▸ **To be done**: Will you print the material below without altering a single character?

▸ **Listed records**:
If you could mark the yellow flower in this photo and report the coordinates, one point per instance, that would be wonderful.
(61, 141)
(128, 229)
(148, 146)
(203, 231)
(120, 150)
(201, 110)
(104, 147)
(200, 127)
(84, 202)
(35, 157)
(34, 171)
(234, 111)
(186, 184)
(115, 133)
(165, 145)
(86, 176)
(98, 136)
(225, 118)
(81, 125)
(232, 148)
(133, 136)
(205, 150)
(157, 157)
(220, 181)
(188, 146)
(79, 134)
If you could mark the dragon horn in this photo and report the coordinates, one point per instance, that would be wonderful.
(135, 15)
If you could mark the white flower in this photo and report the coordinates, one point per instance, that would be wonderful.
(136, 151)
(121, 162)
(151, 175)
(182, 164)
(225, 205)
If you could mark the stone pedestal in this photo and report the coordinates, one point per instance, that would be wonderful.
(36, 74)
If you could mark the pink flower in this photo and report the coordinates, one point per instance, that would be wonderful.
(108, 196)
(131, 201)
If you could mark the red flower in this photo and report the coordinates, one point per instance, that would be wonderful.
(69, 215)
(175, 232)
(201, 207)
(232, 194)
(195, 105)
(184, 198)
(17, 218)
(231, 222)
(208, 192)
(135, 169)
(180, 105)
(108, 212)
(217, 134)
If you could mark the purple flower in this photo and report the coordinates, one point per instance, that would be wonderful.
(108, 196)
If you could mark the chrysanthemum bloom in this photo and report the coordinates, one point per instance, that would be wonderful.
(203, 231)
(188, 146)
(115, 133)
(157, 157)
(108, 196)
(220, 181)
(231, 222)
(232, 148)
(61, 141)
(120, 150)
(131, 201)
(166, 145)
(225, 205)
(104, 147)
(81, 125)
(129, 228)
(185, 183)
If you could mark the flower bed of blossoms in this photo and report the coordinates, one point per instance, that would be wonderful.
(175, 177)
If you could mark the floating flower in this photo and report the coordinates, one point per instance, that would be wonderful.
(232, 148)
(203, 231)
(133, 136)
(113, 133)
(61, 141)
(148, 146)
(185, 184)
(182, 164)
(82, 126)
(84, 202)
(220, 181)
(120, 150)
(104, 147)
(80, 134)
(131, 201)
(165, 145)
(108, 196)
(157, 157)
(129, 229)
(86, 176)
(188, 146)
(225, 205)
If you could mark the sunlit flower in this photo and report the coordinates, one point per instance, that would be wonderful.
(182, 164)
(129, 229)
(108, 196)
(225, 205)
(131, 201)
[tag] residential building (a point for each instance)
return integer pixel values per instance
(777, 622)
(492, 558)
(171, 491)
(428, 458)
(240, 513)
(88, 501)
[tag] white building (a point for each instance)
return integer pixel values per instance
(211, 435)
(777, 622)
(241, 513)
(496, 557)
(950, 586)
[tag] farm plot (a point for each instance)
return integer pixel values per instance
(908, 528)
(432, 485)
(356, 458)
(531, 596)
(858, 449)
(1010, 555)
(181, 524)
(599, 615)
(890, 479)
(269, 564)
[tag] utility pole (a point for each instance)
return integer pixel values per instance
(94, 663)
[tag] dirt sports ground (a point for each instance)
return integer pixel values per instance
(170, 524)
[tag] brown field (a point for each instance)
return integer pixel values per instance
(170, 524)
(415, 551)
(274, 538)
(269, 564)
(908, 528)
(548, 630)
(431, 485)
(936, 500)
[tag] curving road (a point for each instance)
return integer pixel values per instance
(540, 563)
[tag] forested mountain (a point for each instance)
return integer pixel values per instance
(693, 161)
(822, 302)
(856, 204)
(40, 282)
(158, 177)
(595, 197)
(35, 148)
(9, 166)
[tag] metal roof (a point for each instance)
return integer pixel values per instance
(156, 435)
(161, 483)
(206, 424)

▸ **Exercise output**:
If you could mark the yellow flower in this photo and report the coordinates, one point per instance, that would be wonderful.
(61, 141)
(128, 229)
(148, 146)
(203, 231)
(120, 150)
(201, 110)
(104, 147)
(200, 127)
(84, 202)
(35, 157)
(34, 171)
(234, 111)
(186, 184)
(115, 133)
(165, 145)
(86, 176)
(98, 136)
(225, 118)
(81, 125)
(232, 148)
(133, 136)
(205, 150)
(157, 157)
(220, 181)
(188, 146)
(79, 134)
If you could mark the dragon horn in this photo and report the coordinates, one point per instance, that would be wonderful.
(135, 15)
If you could mark the white flower in this photo and report the coordinates, one point per instance, that would be wonderful.
(136, 151)
(121, 162)
(151, 175)
(182, 164)
(225, 205)
If you could mark the stone pedestal in this photo and report the coordinates, one point per instance, that would be wonderful.
(36, 74)
If you could mark the pink flower in this photo and report the coordinates, one point per instance, that would be wonderful.
(108, 196)
(131, 201)
If you could mark the red flower in this photo and report the coordinates, one point per instance, that would be wonderful.
(69, 215)
(175, 232)
(201, 207)
(232, 194)
(195, 105)
(184, 198)
(17, 218)
(231, 222)
(208, 192)
(135, 169)
(180, 105)
(108, 212)
(217, 134)
If you could mark the purple flower in this photo and report the coordinates, one point per instance, that would be wonderful.
(108, 196)
If you could mark the chrysanthemum bloom in this photo and report the coordinates, one point per instance, that would be wonderful.
(203, 231)
(188, 146)
(115, 133)
(157, 157)
(108, 196)
(220, 181)
(231, 222)
(232, 148)
(61, 141)
(120, 150)
(131, 201)
(166, 145)
(225, 205)
(104, 147)
(81, 125)
(129, 228)
(185, 183)
If you could mark the flower bed of blossoms in this photo and report the coordinates, one point per instance, that would be wonderful.
(175, 177)
If you could mark the floating flower in this photo and report the coordinates, one point per instance, that would be wonderful.
(232, 148)
(203, 231)
(133, 136)
(113, 133)
(61, 141)
(148, 146)
(185, 184)
(182, 164)
(82, 126)
(84, 202)
(220, 181)
(120, 150)
(104, 147)
(80, 134)
(131, 201)
(165, 145)
(108, 196)
(157, 157)
(129, 229)
(86, 176)
(188, 146)
(225, 205)
If you could mark the sunlit flower in this photo and report the coordinates, one point per instance, that would be wonderful.
(182, 164)
(129, 229)
(108, 196)
(225, 205)
(131, 201)
[tag] residential building (a point for each instance)
return integer pixel values per instance
(777, 622)
(492, 558)
(171, 491)
(428, 458)
(240, 513)
(88, 501)
[tag] white building (a point for each instance)
return integer pixel values per instance
(211, 435)
(777, 622)
(241, 513)
(496, 557)
(950, 586)
[tag] farm plot (a point for each instance)
return integer pixel values per instance
(908, 528)
(432, 485)
(356, 458)
(531, 596)
(858, 449)
(1010, 555)
(181, 524)
(599, 615)
(890, 479)
(269, 564)
[tag] utility pole (a point for each instance)
return integer pixel values per instance
(94, 663)
[tag] dirt sports ground (a point for each instance)
return integer pixel values per instance
(170, 524)
[tag] brown field (a point for each instance)
return integer pixel values per instance
(170, 524)
(415, 551)
(274, 538)
(269, 564)
(908, 528)
(548, 630)
(431, 485)
(936, 500)
[tag] curving road (a point for each instance)
return integer pixel values per instance
(540, 563)
[tag] forested mountain (a point for each instance)
return integer pixel values per instance
(693, 161)
(822, 302)
(856, 204)
(40, 282)
(158, 177)
(595, 197)
(35, 148)
(9, 166)
[tag] metal roof (a point for each instance)
return integer pixel values per instance
(156, 435)
(161, 483)
(206, 424)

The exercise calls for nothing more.